Stored data entries:
+ + +
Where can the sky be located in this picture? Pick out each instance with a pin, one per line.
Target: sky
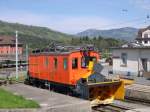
(73, 16)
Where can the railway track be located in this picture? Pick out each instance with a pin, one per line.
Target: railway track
(121, 106)
(110, 108)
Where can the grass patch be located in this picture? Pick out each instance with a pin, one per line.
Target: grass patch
(9, 100)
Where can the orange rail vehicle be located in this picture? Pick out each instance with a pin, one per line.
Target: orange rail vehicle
(69, 69)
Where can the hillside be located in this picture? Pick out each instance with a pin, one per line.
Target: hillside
(34, 36)
(126, 33)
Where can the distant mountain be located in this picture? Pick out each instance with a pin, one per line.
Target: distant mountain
(126, 33)
(34, 36)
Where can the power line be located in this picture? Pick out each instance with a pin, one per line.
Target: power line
(127, 22)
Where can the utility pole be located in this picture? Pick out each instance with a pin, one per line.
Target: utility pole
(16, 55)
(27, 57)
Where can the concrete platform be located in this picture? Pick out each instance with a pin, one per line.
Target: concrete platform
(50, 101)
(138, 91)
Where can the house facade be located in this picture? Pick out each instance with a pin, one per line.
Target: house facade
(144, 36)
(131, 61)
(8, 48)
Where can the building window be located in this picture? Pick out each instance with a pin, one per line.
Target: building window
(146, 35)
(55, 62)
(65, 62)
(124, 59)
(46, 61)
(74, 63)
(145, 42)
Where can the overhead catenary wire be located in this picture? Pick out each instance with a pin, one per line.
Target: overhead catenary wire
(123, 23)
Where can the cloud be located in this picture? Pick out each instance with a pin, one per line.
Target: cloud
(144, 4)
(67, 24)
+ + +
YOUR ASSIGNMENT
Copy every entry exactly; drop the pictures.

REPLY
Where can the sky be located in this picture? Pick out each instance with a pin, one per line.
Target: sky
(73, 16)
Where can the railway track be located in this picture? Pick out each instance with a pin, one per line.
Target: railway track
(121, 106)
(110, 108)
Where can the grass patch be located in this picture? Pick out each instance with a pin, one per line.
Target: grass patch
(9, 100)
Where can the orange rail vehicle be located in this picture? Pick out each instance with a pin, one per line.
Target: orange rail vehicle
(69, 69)
Where can the hillside be located in this picture? Pick out each instance with a pin, one per line.
Target: hillside
(34, 36)
(126, 33)
Where can the distant mountain be located in this picture? Pick out each instance with a pin, one per line.
Target: distant mountain
(126, 33)
(34, 36)
Where can the power line be located in this picture? Pick out each instance with a pin, one per line.
Target: power line
(127, 22)
Where can the utility pole be located in this picture? Pick out each instance with a pin, one per line.
Target: utility pole
(16, 55)
(27, 57)
Where can the concrete platform be located in this picture? Pick out each instance with a pin, one per line.
Target: concrete platform
(50, 101)
(138, 91)
Where can the house facade be located in this picture? Pick out each instance with a pin, one per line.
Target: house facade
(144, 36)
(131, 61)
(8, 48)
Where can the building window be located in this picture? Pick out each instance with a pin, one per line.
Target: building window
(146, 35)
(55, 62)
(65, 62)
(124, 59)
(46, 61)
(74, 63)
(145, 42)
Where can the overhead catenary wire be located in this picture? Pick out each instance with a pin, one per line.
Target: overhead catenary wire
(123, 23)
Where can the cloud be located in this picture? Pick out each instance with a pin, one per line.
Target: cloud
(144, 4)
(67, 24)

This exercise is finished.